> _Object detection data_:
#####

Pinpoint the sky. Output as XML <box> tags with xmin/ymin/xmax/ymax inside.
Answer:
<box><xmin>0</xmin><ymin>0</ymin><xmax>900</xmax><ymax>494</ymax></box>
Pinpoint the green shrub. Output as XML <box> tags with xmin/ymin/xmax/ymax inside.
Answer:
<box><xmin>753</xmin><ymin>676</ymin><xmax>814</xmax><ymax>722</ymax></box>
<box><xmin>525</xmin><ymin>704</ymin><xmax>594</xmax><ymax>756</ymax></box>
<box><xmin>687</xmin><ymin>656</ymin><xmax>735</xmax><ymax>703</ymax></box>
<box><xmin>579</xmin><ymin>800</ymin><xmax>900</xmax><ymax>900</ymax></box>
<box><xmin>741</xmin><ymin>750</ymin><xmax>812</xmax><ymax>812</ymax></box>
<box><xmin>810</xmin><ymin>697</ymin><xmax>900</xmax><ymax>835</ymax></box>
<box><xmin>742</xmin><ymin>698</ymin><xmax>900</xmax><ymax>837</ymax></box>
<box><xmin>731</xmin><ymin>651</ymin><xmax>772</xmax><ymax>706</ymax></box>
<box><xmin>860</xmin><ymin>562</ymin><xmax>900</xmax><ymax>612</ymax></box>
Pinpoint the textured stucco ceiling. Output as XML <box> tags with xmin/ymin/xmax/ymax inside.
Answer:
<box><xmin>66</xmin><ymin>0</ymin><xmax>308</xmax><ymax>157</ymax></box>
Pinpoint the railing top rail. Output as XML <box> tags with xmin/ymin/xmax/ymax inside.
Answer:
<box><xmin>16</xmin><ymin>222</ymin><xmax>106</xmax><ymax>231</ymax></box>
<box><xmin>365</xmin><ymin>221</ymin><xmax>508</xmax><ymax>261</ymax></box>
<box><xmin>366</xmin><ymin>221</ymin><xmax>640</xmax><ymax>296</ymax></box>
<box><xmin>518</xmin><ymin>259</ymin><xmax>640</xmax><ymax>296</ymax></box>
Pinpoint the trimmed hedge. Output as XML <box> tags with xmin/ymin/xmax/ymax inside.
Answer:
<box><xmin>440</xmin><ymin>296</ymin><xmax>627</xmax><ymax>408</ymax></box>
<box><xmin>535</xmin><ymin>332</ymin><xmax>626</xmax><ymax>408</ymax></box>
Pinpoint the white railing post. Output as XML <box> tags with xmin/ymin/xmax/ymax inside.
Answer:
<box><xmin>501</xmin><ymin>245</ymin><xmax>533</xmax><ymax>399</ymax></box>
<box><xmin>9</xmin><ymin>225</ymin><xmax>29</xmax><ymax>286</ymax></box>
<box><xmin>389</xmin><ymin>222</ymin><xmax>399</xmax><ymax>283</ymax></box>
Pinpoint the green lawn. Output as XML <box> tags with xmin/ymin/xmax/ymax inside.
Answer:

#####

> _AIM_: Reproduce all of the lines above, substituting "Locate" for every occurrence of "Pinpoint" and leaving everything else unchanged.

> _FINAL ANSWER_:
Locate the sky. Output as XML <box> tags with xmin/ymin/xmax/ymax inside.
Answer:
<box><xmin>0</xmin><ymin>0</ymin><xmax>900</xmax><ymax>494</ymax></box>
Locate the green shrub. Output as XML <box> tags with xmin/ymin/xmax/ymax inside.
Answer:
<box><xmin>753</xmin><ymin>676</ymin><xmax>814</xmax><ymax>722</ymax></box>
<box><xmin>525</xmin><ymin>704</ymin><xmax>594</xmax><ymax>756</ymax></box>
<box><xmin>687</xmin><ymin>656</ymin><xmax>735</xmax><ymax>703</ymax></box>
<box><xmin>579</xmin><ymin>800</ymin><xmax>900</xmax><ymax>900</ymax></box>
<box><xmin>741</xmin><ymin>750</ymin><xmax>812</xmax><ymax>812</ymax></box>
<box><xmin>810</xmin><ymin>697</ymin><xmax>900</xmax><ymax>835</ymax></box>
<box><xmin>742</xmin><ymin>698</ymin><xmax>900</xmax><ymax>837</ymax></box>
<box><xmin>731</xmin><ymin>651</ymin><xmax>772</xmax><ymax>706</ymax></box>
<box><xmin>860</xmin><ymin>562</ymin><xmax>900</xmax><ymax>612</ymax></box>
Locate the textured stucco ceiling. Output as XML <box> tags with xmin/ymin/xmax/ymax inside.
Answer:
<box><xmin>66</xmin><ymin>0</ymin><xmax>308</xmax><ymax>157</ymax></box>
Locate the railing top rail. Output as XML <box> tags with xmin/ymin/xmax/ymax inside.
Answer:
<box><xmin>16</xmin><ymin>222</ymin><xmax>106</xmax><ymax>231</ymax></box>
<box><xmin>365</xmin><ymin>221</ymin><xmax>508</xmax><ymax>261</ymax></box>
<box><xmin>366</xmin><ymin>221</ymin><xmax>640</xmax><ymax>296</ymax></box>
<box><xmin>518</xmin><ymin>259</ymin><xmax>640</xmax><ymax>296</ymax></box>
Locate the trimmed hedge. Output as XML <box> tags with xmin/ymin/xmax/ymax inside.
Answer:
<box><xmin>440</xmin><ymin>296</ymin><xmax>627</xmax><ymax>408</ymax></box>
<box><xmin>535</xmin><ymin>332</ymin><xmax>626</xmax><ymax>408</ymax></box>
Locate the white railing post. Output as XML <box> tags with xmin/ymin/xmax/ymax inside.
Answer:
<box><xmin>501</xmin><ymin>245</ymin><xmax>533</xmax><ymax>399</ymax></box>
<box><xmin>9</xmin><ymin>225</ymin><xmax>29</xmax><ymax>286</ymax></box>
<box><xmin>389</xmin><ymin>222</ymin><xmax>399</xmax><ymax>283</ymax></box>
Locate the green lawn. Output as XML <box> tags with xmin/ymin/xmax/ymax inside.
Answer:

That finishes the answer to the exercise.